--- START OF SOURCE PASSAGE ---

[Date Prev][Date Next][Thread Prev][Thread Next][Date Index][Thread Index]

Re: [Condor-users] Initial installation - I don't understand why the job cannot write its own file?



On Mon, Jul 31, 2006 at 08:17:41PM +0100, Atwood, Robert C wrote:
>  Hi,
> I have installed Condor on a small cluster on its own private network.
> The master has 2 interfaces (outside network , cluster network). I've
> got it configured so that jobs can be submitted and they run on the
> nodes, with minimal chages to the default configuration. 
> 
> However, there is a peculiar problem that I cannot figure out.
> 
> When the (vanilla) job starts, the output file is created, belongong to
> the submitting user, with permissions -rw-r--r--  Then the job gets
> held, with the log message: 
> 
>  "Error from starter on vm2@xxxxxxx : Failed to open
> '/home/myuser/q/loop.out' as standard output: Permission denied (errno
> 13)"
> 
> 
> The job runs as  'nobody',  but the file is created with ownership of
> the submitting user. This doesn't seem right.

--- END OF SOURCE PASSAGE ---
--- START OF RECORD LIST ---

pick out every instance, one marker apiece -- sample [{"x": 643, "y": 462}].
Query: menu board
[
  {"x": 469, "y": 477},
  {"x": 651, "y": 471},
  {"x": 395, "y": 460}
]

--- END OF RECORD LIST ---

TASKS AND EXERCISES »
• 1. According to the Condor mailing list post, what permissions does the output file have when the job creates it?
• 2. Write a continuation of the Condor mailing list post, starting right after its last sentence.

TASK-BY-TASK OUTPUTS »
• 1. -rw-r--r--

• 2.
> 
> I tried altering the UID_DOMAIN to all different things that I could
> think of (domain of the master's outside, domain of the private network,
> * ) with no difference in this behaviour. 
> 
> I thought this file should be created in /local/condor/execute , where
> /local/condor is defined in the configuration file by LOCAL_DIR, not in
> the submitting working directory, anyways? That is what I would like, I
> thought that was the default for vanilla jobs? 
> 

Only if you're using file transfer with your job, which is not used unless
your job asks for it.

http://www.cs.wisc.edu/condor/manual/v6.8.0/2_5Submitting_Job.html#SECTION00354000000000000000


> 
> Any suggestions appreciated,
> 
> Robert
> 
> 
> loopit.c:
> #include <stdio.h>
> #include <unistd.h>
> int main (){
>   int i;
>   for(i=0;i<100;i++){
>   sleep(1);
>   printf("%i\n",i);
>   }
> }
> 
> 
> loop.submit:
> 
> ########################
> # Submit description file for loop program
> ########################
> Executable     = loopit
> Universe       = vanilla
> Output         = loop.out
> Log            = loop.log
> TARGET.FileSystemDomain = *

This 'TARGET' line doesn't do anything. TARGET.<whatever> only makes
sense on the right-hand-side of submit files. I think what you're really
trying to say is

requirements = TARGET.Filesystemdomain == *

which is less illegal than your first expression, but is also wrong. You
can't string-match like that in Classads without using one of the string
matching functions. (You can use regexes in classads now, but the 
documentation isn't done and I don't know how to do it yet either, so
I can't explain it)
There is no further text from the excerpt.